• EXCERPT:

* START *

12.3  The provisions of this Article shall apply mutatis mutandis to the 
initiation and completion of reviews pursuant to Article 11 and to decisions 
under Article 10 to apply duties retroactively.


                               Article 13

                             Judicial Review


      Each Member, whose national legislation contains provisions on 
anti-dumping measures, shall maintain judicial, arbitral or administrative 
tribunals or procedures for the purpose, inter alia, of the prompt review of 
administrative actions relating to final determinations and reviews of 
determinations within the meaning of Article 11 of this Agreement.  Such 
tribunals or procedures shall be independent of the authorities responsible 
for the determination or review in question.


                               Article 14

            Anti-dumping action on behalf of a third country


14.1  An application for anti-dumping action on behalf of a third country 
shall be made by the authorities of the third country requesting action.

* END *

• PROVIDED DATA:
* START *

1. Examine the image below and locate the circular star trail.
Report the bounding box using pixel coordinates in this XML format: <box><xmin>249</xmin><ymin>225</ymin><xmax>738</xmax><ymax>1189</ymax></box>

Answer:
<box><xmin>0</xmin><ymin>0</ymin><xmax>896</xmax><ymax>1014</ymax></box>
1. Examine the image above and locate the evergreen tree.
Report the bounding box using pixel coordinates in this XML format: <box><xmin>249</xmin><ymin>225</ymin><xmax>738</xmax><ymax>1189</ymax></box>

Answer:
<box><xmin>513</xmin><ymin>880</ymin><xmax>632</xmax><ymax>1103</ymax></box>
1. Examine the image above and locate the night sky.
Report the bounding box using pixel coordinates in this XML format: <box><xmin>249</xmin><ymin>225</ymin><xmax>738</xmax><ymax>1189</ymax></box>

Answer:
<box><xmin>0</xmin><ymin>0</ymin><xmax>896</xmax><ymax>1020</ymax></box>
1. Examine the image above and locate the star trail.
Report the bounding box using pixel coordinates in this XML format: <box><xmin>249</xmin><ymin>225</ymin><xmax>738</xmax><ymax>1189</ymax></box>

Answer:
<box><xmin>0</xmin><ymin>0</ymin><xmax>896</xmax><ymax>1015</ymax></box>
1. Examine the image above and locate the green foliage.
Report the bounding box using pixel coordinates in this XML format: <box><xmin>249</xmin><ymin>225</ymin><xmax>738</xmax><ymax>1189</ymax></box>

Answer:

* END *

• TO BE DONE:
(1) Output the records exactly as they appear, from the line containing "1. Examine the image above and locate the night" through the last line of the records, with both ends included.
(2) Continue the anti-dumping agreement text from the point where it stops.

• RESULTS:
(1)
1. Examine the image above and locate the night sky.
Report the bounding box using pixel coordinates in this XML format: <box><xmin>249</xmin><ymin>225</ymin><xmax>738</xmax><ymax>1189</ymax></box>

Answer:
<box><xmin>0</xmin><ymin>0</ymin><xmax>896</xmax><ymax>1020</ymax></box>
1. Examine the image above and locate the star trail.
Report the bounding box using pixel coordinates in this XML format: <box><xmin>249</xmin><ymin>225</ymin><xmax>738</xmax><ymax>1189</ymax></box>

Answer:
<box><xmin>0</xmin><ymin>0</ymin><xmax>896</xmax><ymax>1015</ymax></box>
1. Examine the image above and locate the green foliage.
Report the bounding box using pixel coordinates in this XML format: <box><xmin>249</xmin><ymin>225</ymin><xmax>738</xmax><ymax>1189</ymax></box>

Answer:

(2)
14.2  Such an application shall be supported by price information to show 
that the imports are being dumped and by detailed information to show that 
the alleged dumping is causing injury to the domestic industry concerned in 
the third country.  The government of the third country shall afford all 
assistance to the authorities of the importing country to obtain any further 
information which the latter may require.

14.3  The authorities of the importing country in considering such an 
application shall consider the effects of the alleged dumping on the 
industry concerned as a whole in the third country;  that is to say the 
injury shall not be assessed in relation only to the effect of the alleged 
dumping on the industry's export to the importing country or even on the 
industry's total exports.

14.4  The decision whether or not to proceed with a case shall rest with the 
importing country.  If the importing country decides that it is prepared to 
take action, the initiation of the approach to the Council for Trade in 
Goods seeking its approval for such action shall rest with the importing 
country.


                               Article 15

                       Developing country Members


      It is recognized that special regard must be given by developed 
country Members to the special situation of developing country Members when 
considering the application of anti-dumping measures under this Agreement.  
Possibilities of constructive remedies provided for by this Agreement shall 
be explored before applying anti-dumping duties where they would affect the 
essential interests of developing country Members.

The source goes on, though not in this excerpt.